La co-existence de faits brutalement réels et de mysticisme est la dynamique centrale ici, mais Purev-Ochir, tout en tenant les rènes de son film d'une main ferme, l'habille d'un gant de velours et laisse les personnages plutôt que les effets de mise en scène le guider là où il doit aller.

En effet, la dichotomie spiritualité/rationalité est liée à la notion de pouvoir, or l’histoire suit la manière dont Ze gère son autonomie d'action. Au début, c’est un élève et un fils docile, qui travaille dur à l’école et pendant les cérémonies chamaniques auxquelles participe toute sa famille. Là, puisque c'est un travail, tous se comportent comme des associés (quoique la mère demande fréquemment aux esprits de protéger les siens). On serait bien en peine de les rejeter en bloc sous prétexte qu'ils seraient des hypocrites.

Cet équilibre délicat se rompt quand Ze rencontre Maralaa (Nomin-Erdene Ariunbyamba), une jeune fille que sa mère a forcée, en prévision d'une chirurgie du coeur, à participer à la cérémonie chamanique. Quand la caméra scrute son visage à elle, cette fois on y lit des doutes, voire de l’incrédulité. Elle se dresse contre Ze et la nuit suivante, à son grand embarras, le jeune homme fait un rêve érotique à son sujet.
= = = = =
Consigne A –
Pourriez-vous recopier à l'identique le passage sur le film de Purev-Ochir, en partant des mots "Cet équilibre délicat" et en vous arrêtant après "à son sujet." ?
Consigne B –
Pouvez-vous poursuivre le passage sur le film de Purev-Ochir à partir de sa dernière phrase ?
Les items qui suivent le passage ne sont d'aucune utilité ici.

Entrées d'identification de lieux
= = = = =
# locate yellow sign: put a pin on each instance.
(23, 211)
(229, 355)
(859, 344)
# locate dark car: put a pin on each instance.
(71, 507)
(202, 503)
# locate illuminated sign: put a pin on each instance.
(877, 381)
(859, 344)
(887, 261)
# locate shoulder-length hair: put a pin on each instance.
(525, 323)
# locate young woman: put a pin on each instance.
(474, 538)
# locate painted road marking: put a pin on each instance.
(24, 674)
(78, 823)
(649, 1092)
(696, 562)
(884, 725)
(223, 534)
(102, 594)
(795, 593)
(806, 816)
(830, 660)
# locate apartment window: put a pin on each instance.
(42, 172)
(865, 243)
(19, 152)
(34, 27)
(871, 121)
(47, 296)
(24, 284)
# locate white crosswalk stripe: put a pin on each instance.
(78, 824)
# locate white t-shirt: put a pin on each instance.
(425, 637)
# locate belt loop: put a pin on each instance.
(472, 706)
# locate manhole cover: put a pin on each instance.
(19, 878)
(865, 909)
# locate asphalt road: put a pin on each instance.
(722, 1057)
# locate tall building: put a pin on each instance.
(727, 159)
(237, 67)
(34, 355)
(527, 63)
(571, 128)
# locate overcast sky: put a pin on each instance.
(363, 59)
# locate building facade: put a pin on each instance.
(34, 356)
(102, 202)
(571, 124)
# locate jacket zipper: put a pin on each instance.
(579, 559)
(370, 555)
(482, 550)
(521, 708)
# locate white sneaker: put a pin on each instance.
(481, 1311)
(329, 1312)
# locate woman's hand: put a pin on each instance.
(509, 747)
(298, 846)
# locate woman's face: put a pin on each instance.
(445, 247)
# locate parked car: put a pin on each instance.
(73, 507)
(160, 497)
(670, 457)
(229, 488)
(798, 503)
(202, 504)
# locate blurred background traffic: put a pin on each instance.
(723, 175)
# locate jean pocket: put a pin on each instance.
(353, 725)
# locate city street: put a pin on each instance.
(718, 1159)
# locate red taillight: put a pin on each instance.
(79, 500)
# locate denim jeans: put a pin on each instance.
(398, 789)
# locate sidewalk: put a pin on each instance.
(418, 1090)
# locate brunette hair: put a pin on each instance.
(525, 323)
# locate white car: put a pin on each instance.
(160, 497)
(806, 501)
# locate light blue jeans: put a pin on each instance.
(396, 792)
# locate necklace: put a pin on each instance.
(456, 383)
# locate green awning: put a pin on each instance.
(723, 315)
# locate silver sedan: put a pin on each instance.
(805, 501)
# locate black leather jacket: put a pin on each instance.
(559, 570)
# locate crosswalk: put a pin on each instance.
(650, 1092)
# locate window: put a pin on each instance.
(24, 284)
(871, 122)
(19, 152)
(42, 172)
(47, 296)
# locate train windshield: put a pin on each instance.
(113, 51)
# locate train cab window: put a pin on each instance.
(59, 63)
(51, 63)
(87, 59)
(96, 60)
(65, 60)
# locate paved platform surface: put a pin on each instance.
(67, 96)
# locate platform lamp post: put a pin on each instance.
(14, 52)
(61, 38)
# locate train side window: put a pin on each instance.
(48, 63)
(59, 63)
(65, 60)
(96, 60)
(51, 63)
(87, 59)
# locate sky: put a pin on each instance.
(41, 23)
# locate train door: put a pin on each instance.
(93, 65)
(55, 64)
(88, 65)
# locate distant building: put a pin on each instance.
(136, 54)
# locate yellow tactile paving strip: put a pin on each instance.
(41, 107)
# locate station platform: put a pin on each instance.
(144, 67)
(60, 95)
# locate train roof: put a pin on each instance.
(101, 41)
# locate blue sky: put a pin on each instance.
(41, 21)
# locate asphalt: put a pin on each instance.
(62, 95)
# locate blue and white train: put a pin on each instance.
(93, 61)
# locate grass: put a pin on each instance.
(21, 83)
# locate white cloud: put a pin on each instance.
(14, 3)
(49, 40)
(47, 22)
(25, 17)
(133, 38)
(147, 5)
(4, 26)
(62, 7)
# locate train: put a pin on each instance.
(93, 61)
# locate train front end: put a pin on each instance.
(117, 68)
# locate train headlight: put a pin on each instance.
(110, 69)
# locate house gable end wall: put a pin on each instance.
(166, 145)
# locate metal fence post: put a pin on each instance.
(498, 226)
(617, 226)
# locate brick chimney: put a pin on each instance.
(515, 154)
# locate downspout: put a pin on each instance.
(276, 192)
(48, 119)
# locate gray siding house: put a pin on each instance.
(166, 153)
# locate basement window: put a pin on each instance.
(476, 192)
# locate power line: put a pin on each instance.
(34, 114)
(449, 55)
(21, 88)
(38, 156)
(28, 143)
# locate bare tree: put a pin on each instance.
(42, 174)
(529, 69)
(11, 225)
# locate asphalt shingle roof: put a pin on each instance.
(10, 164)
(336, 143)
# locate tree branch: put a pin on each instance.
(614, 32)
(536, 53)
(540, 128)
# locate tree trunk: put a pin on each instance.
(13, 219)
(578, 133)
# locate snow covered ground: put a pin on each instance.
= = = = =
Réponse A –
Cet équilibre délicat se rompt quand Ze rencontre Maralaa (Nomin-Erdene Ariunbyamba), une jeune fille que sa mère a forcée, en prévision d'une chirurgie du coeur, à participer à la cérémonie chamanique. Quand la caméra scrute son visage à elle, cette fois on y lit des doutes, voire de l’incrédulité. Elle se dresse contre Ze et la nuit suivante, à son grand embarras, le jeune homme fait un rêve érotique à son sujet.

Réponse B –
Ze est peut-être chaman, mais c’est aussi un garçon normal, et Purev-Ochir dépeint brillamment les sentiments qui naissent entre Maralaa et lui, sans jamais ni sous-estimer ni surévaluer la profondeur de cet amour d'adolescents. Leur joie réside dans les choses simples, comme passer du temps au centre commercial ou se teindre les cheveux ensemble. En se concentrant sur la crise de conscience de Ze, Purev-Ochir prend au sérieux non seulement les difficultés liées à ses croyances, mais aussi celles qui affectent tous les jeunes gens au seuil de l'âge adulte. Quel genre de vie veut-on vivre ? Sur quelles valeurs la fonder ? C’est un dilemme qui est sans doute particulièrement intense à Oulan-Bator, une ville décrite comme impitoyable où les étudiants ne sont appréciés qu'en fonction de leur potentiel à devenir des dirigeants d'entreprise, mais rares sont aujourd’hui les endroits où les enfants ne sont pas traités de cette manière.

Un jeune chaman a été produit par Aurora Films (France), Uma Pedra no Sapato (Portugal), Volya Films (Pays-Bas), 27 Films Production (Allemagne), Guru Media (Mongolie) et VOO by Mobinet (Mongolie). Les ventes internationales du film sont assurées par Best Friend Forever.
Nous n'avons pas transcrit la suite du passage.